Partout il cherchait l’équité parce qu’il savait que l’absence de cette valeur était source de divisions et de colère. Même sur le plan vestimentaire, il était semblable à ses hommes de troupe. Aussi misérable qu’eux. Donnons la parole à son adversaire Bugeaud qui l’avait bien étudié lors de la rencontre de la Tafna : « Avant  d’entrer en conversation, je considérai un instant sa physionomie et son costume qui ne présentaient   aucune différence avec  les Arabes les plus vulgaires…tous ses vêtements étaient sales, grossiers et aux trois quarts usés ; on voit qu’il affecte le rigorisme et la simplicité. »

Semblable à tous les hommes, mais ne ressemblant à aucun, tel était Abdelkader qui chapitra sa femme quand il la vit habillée comme une princesse sur le seuil de sa tente si modeste transformée en luxueuse en son absence : « Est-ce là ma femme ? Est-ce là ma tente ? Non, ma femme porte des vêtements de laine qu’elle a tissés de ses propres mains. Mon père et moi, n’avons jamais porté du velours ni de la soie ! »  Confuse, son épouse se changea et rendit la tente à son état initial.

Liste des tâches:
1. Citez le texte sur Abdelkader de «Semblable à tous» à «son état initial.».
2. Répondez à ces questions sur le texte sur Abdelkader :
(a) Lors de quelle rencontre Bugeaud a-t-il étudié Abdelkader ?
(b) Selon Abdelkader, de quoi sont faits les vêtements que porte sa femme ?
(c) Quelles étoffes Abdelkader et son père n'ont-ils jamais portées ?

Enregistrements fournis:
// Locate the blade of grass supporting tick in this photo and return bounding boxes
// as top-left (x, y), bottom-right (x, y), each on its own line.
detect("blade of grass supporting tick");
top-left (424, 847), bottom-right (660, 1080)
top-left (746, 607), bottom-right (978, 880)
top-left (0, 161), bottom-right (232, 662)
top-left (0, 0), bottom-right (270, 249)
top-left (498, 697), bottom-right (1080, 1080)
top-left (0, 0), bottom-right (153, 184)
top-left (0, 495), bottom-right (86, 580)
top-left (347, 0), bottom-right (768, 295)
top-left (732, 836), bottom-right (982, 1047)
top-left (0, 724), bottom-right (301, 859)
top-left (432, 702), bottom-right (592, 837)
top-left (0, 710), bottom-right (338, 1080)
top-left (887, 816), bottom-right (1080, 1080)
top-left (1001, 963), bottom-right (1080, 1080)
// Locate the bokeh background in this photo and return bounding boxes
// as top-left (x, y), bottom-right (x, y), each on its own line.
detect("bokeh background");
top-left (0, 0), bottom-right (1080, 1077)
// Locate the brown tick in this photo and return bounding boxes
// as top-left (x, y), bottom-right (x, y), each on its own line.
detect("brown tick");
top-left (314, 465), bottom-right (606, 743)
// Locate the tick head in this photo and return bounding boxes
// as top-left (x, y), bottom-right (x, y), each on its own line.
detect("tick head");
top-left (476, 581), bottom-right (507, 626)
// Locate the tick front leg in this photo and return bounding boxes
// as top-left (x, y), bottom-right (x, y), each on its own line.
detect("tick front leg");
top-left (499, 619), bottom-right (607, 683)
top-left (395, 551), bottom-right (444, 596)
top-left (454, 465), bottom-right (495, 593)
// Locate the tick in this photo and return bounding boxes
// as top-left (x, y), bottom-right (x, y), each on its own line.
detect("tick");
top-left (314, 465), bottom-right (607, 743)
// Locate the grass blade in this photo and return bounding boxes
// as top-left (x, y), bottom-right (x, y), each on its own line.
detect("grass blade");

Réponses attendues:
1.
Semblable à tous les hommes, mais ne ressemblant à aucun, tel était Abdelkader qui chapitra sa femme quand il la vit habillée comme une princesse sur le seuil de sa tente si modeste transformée en luxueuse en son absence : « Est-ce là ma femme ? Est-ce là ma tente ? Non, ma femme porte des vêtements de laine qu’elle a tissés de ses propres mains. Mon père et moi, n’avons jamais porté du velours ni de la soie ! »  Confuse, son épouse se changea et rendit la tente à son état initial.

2.
(a) Lors de la rencontre de la Tafna.
(b) De laine, qu'elle a tissée de ses propres mains.
(c) Le velours et la soie.